** Problem **
Set down the material exactly, keeping every line whole.

++++++++++++++++++++

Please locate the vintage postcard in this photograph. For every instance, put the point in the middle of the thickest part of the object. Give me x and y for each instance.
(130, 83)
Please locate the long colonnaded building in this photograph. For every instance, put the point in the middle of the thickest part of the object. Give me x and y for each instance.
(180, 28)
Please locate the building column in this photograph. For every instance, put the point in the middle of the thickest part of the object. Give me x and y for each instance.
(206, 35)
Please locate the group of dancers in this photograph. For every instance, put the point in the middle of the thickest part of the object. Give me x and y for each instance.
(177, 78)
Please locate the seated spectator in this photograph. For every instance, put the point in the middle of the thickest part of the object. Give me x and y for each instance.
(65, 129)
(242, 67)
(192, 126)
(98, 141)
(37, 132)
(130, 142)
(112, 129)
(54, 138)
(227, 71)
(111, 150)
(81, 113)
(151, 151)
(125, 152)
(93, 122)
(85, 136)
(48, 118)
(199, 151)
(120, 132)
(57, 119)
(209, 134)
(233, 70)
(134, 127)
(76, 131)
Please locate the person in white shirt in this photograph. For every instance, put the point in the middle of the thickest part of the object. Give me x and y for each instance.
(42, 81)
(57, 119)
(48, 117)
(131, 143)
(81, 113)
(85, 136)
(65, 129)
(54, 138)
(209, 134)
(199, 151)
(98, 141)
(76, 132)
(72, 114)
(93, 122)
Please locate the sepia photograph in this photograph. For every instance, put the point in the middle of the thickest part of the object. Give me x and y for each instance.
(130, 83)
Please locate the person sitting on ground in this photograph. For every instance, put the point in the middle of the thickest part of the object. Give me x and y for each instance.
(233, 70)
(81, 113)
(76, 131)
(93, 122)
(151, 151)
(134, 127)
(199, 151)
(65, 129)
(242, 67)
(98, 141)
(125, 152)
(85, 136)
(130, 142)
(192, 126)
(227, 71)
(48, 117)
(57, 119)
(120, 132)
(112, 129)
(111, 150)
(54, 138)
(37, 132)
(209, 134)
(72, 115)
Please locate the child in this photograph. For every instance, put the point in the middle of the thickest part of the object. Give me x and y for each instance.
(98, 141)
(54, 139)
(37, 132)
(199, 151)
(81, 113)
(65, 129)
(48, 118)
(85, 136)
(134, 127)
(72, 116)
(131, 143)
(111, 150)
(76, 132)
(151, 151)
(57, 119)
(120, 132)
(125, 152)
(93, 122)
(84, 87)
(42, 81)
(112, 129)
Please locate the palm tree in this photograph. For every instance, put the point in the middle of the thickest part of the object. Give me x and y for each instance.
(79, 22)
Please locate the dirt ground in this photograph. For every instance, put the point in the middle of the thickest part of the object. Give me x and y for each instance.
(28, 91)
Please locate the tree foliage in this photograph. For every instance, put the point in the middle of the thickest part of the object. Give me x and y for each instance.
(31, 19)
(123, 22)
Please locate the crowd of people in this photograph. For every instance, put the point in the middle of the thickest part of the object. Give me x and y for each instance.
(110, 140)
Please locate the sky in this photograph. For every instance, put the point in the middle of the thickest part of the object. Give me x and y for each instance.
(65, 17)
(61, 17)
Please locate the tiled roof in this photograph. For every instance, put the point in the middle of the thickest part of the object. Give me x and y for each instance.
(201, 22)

++++++++++++++++++++

** Response for this exercise **
Please locate the vintage postcard in this photograph. For every instance, put the point in the middle of the thickest part of the object. Give me x and y for each instance.
(130, 83)
Please locate the long colonnaded building in this photograph. For every instance, put the point in the middle of the thickest part of the object. Give me x and y for each instance.
(180, 28)
Please locate the building column in this photograph. For every instance, put the point in the middle of the thickest part of the object. Give me x and y for each instance.
(206, 35)
Please locate the group of dancers in this photograph. For every instance, put the point in the middle of the thickest part of the object. Give me x and y for each instance.
(177, 78)
Please locate the seated spectator in this photograph. For every instance, put the point in the middle of the thickest part of the object. Give me x and y for each instance.
(65, 129)
(242, 67)
(192, 126)
(98, 141)
(37, 132)
(130, 142)
(112, 129)
(54, 138)
(227, 71)
(111, 150)
(81, 113)
(151, 151)
(125, 152)
(93, 122)
(85, 136)
(48, 118)
(199, 151)
(120, 132)
(57, 119)
(209, 134)
(233, 70)
(134, 127)
(76, 131)
Please locate the person in white shirt in this photograph. For every instance, put the point in the middle of the thickest part of the object. Give me x and y for each instance.
(42, 81)
(57, 119)
(48, 117)
(131, 143)
(81, 113)
(85, 136)
(65, 129)
(54, 138)
(209, 134)
(199, 151)
(98, 141)
(76, 132)
(72, 114)
(93, 122)
Please locate the sepia photograph in this photograph. For every instance, put the point in the middle of the thickest part of the object. Give me x and y for each instance.
(130, 83)
Please locate the person sitting on ground in this photograph. For every instance, put the point in the middle of the thickest part of the object. Give me x and y for each instance.
(233, 70)
(81, 113)
(76, 131)
(93, 122)
(151, 151)
(134, 127)
(199, 151)
(65, 129)
(242, 67)
(98, 141)
(125, 152)
(85, 136)
(130, 142)
(192, 126)
(227, 71)
(48, 117)
(57, 119)
(120, 132)
(112, 129)
(111, 150)
(54, 138)
(37, 132)
(209, 134)
(72, 115)
Please locate the child in this photograph. For every instance, put the point in the middle of the thickest part of the object. Give me x and y for each instance.
(98, 141)
(54, 139)
(37, 132)
(199, 151)
(81, 113)
(65, 129)
(48, 118)
(85, 136)
(134, 127)
(72, 116)
(131, 143)
(111, 150)
(76, 132)
(151, 151)
(57, 119)
(120, 132)
(125, 152)
(93, 122)
(84, 87)
(42, 81)
(112, 129)
Please locate the palm tree in this photograph. For every instance, put the point in the middle of the thickest part of the object. Give me x and y for each instance.
(79, 22)
Please locate the dirt ground in this photograph. For every instance, put the point in the middle of the thickest part of the object. Give me x and y for each instance.
(28, 91)
Please locate the tree foliage in this photograph. For every instance, put the point in the middle of the thickest part of the object. Give me x and y for each instance.
(31, 19)
(123, 22)
Please locate the crowd of people in this photograph. For every instance, put the point in the middle of the thickest part of the object. Give me x and y for each instance.
(110, 140)
Please locate the sky in this photograph. For every instance, put the point in the middle of the thickest part of the object. Give me x and y for each instance.
(65, 17)
(61, 17)
Please locate the tiled roof in this photograph. For every instance, put the point in the middle of the thickest part of the object. Give me x and y for each instance.
(201, 22)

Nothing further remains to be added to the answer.